### Texto de lectura
§
Cuando Ramos flota hacia el balón que acaba de peinar Bale, no despega del todo porque lo lleva enganchado Savic. Se aferra a él como el niño que lucha angustiado por que no se le escape la cometa. Cuando Ramos va hacia la pelota, el trayecto que recorre es una especie de prolongación del que había dibujado dos años antes sobre la hierba de Lisboa. Va, en realidad, hacia el mismo gol que empezó a enterrar todo para el Atlético: el vahído inicial de Casillas, la nueva tradición de llevarse los derbis, el animal indescifrable en que se ha convertido para el vecino. Ramos despega hacia ese punto, y Savic se cuelga de su camiseta, se amarra a un sueño que amenaza con escaparse.

El gol es en fuera de juego, es cierto, pero estas cosas te las hace el Madrid fuera de sitio, e incluso fuera del tiempo. En el 92.48, por ejemplo. Son los fogonazos que apuntalan esa impresión de inevitabilidad con la que se acumulan ya once orejonas en el Bernabéu. Como el penalti que revienta Griezmann en el larguero nada más regresar del descanso. Ni la tarjeta amarilla previa a Keylor Navas es suficiente para restablecer el equilibrio emocional de una ciudad enfrentada que miraba al fútbol.
§
### Lista de actividades
- a) Según la crónica, ¿por qué Ramos no despega del todo cuando va hacia el balón? Responde en una a tres oraciones.
- b) Vuelve a escribir el fragmento de la crónica que empieza con "Cuando Ramos flota" y sigue hasta "amenaza con escaparse.".
- c) Contesta estas preguntas sobre la crónica:
(i) ¿Quién peina el balón hacia el que flota Ramos?
(ii) ¿Qué cifra de tiempo se da como ejemplo de que el Madrid hace estas cosas fuera del tiempo?
(iii) ¿Dónde revienta Griezmann el penalti?
Los datos que siguen proceden de otra fuente.

### Ítems listados en un conjunto de datos
§
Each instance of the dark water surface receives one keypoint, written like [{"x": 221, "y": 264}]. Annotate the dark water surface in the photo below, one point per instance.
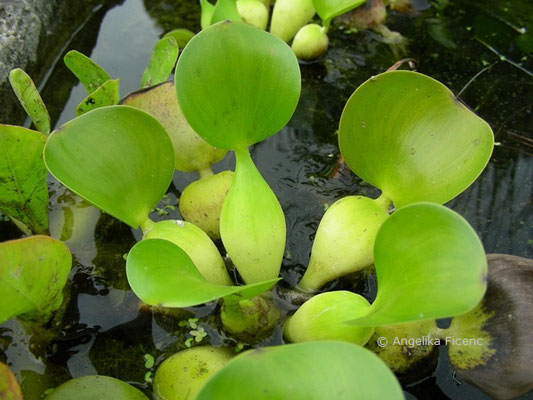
[{"x": 105, "y": 330}]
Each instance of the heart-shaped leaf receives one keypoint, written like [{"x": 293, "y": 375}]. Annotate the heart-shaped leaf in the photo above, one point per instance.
[
  {"x": 118, "y": 158},
  {"x": 94, "y": 387},
  {"x": 191, "y": 152},
  {"x": 30, "y": 99},
  {"x": 310, "y": 371},
  {"x": 90, "y": 74},
  {"x": 252, "y": 224},
  {"x": 106, "y": 95},
  {"x": 237, "y": 85},
  {"x": 162, "y": 274},
  {"x": 161, "y": 63},
  {"x": 23, "y": 190},
  {"x": 407, "y": 134},
  {"x": 329, "y": 9},
  {"x": 33, "y": 272},
  {"x": 429, "y": 264}
]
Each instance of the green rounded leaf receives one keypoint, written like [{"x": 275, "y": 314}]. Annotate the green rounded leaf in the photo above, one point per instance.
[
  {"x": 237, "y": 85},
  {"x": 191, "y": 152},
  {"x": 30, "y": 99},
  {"x": 23, "y": 189},
  {"x": 93, "y": 387},
  {"x": 162, "y": 274},
  {"x": 252, "y": 224},
  {"x": 106, "y": 95},
  {"x": 161, "y": 63},
  {"x": 407, "y": 134},
  {"x": 90, "y": 74},
  {"x": 33, "y": 272},
  {"x": 198, "y": 246},
  {"x": 304, "y": 371},
  {"x": 329, "y": 9},
  {"x": 118, "y": 158},
  {"x": 429, "y": 264}
]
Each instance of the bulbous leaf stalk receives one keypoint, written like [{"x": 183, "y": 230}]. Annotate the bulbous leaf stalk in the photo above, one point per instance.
[
  {"x": 344, "y": 240},
  {"x": 289, "y": 16},
  {"x": 252, "y": 224},
  {"x": 201, "y": 201},
  {"x": 324, "y": 317},
  {"x": 310, "y": 42}
]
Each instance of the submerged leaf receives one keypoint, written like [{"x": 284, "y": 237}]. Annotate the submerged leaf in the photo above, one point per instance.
[
  {"x": 92, "y": 387},
  {"x": 30, "y": 99},
  {"x": 429, "y": 264},
  {"x": 191, "y": 152},
  {"x": 237, "y": 85},
  {"x": 304, "y": 371},
  {"x": 106, "y": 95},
  {"x": 9, "y": 387},
  {"x": 162, "y": 274},
  {"x": 118, "y": 158},
  {"x": 498, "y": 361},
  {"x": 90, "y": 74},
  {"x": 23, "y": 190},
  {"x": 161, "y": 63},
  {"x": 407, "y": 134},
  {"x": 252, "y": 224},
  {"x": 33, "y": 272}
]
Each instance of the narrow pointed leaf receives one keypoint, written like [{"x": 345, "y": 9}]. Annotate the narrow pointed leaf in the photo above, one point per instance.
[
  {"x": 162, "y": 274},
  {"x": 105, "y": 95},
  {"x": 33, "y": 272},
  {"x": 90, "y": 74},
  {"x": 310, "y": 371},
  {"x": 30, "y": 99},
  {"x": 225, "y": 10},
  {"x": 407, "y": 134},
  {"x": 23, "y": 190},
  {"x": 162, "y": 62},
  {"x": 329, "y": 9},
  {"x": 429, "y": 264},
  {"x": 237, "y": 85},
  {"x": 191, "y": 152},
  {"x": 92, "y": 387},
  {"x": 118, "y": 158}
]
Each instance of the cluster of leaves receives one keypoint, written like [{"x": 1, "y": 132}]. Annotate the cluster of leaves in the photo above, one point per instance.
[{"x": 401, "y": 131}]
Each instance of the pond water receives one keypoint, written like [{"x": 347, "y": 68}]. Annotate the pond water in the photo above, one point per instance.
[{"x": 471, "y": 46}]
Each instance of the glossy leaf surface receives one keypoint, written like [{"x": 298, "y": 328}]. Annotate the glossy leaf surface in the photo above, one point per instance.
[
  {"x": 33, "y": 272},
  {"x": 429, "y": 264},
  {"x": 106, "y": 95},
  {"x": 191, "y": 152},
  {"x": 118, "y": 158},
  {"x": 304, "y": 371},
  {"x": 30, "y": 99},
  {"x": 162, "y": 274},
  {"x": 329, "y": 9},
  {"x": 92, "y": 387},
  {"x": 252, "y": 224},
  {"x": 23, "y": 189},
  {"x": 90, "y": 74},
  {"x": 237, "y": 85},
  {"x": 407, "y": 134},
  {"x": 161, "y": 63}
]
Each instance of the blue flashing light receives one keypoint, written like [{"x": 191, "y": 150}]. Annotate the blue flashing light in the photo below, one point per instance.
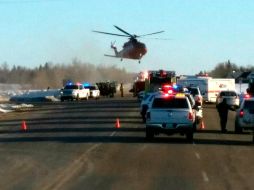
§
### Respuestas por punto
- a) Ramos no despega del todo porque lo lleva enganchado Savic. Savic se aferra a él y se cuelga de su camiseta.

- b)
Cuando Ramos flota hacia el balón que acaba de peinar Bale, no despega del todo porque lo lleva enganchado Savic. Se aferra a él como el niño que lucha angustiado por que no se le escape la cometa. Cuando Ramos va hacia la pelota, el trayecto que recorre es una especie de prolongación del que había dibujado dos años antes sobre la hierba de Lisboa. Va, en realidad, hacia el mismo gol que empezó a enterrar todo para el Atlético: el vahído inicial de Casillas, la nueva tradición de llevarse los derbis, el animal indescifrable en que se ha convertido para el vecino. Ramos despega hacia ese punto, y Savic se cuelga de su camiseta, se amarra a un sueño que amenaza con escaparse.

- c)
(i) Bale.
(ii) El 92.48.
(iii) En el larguero.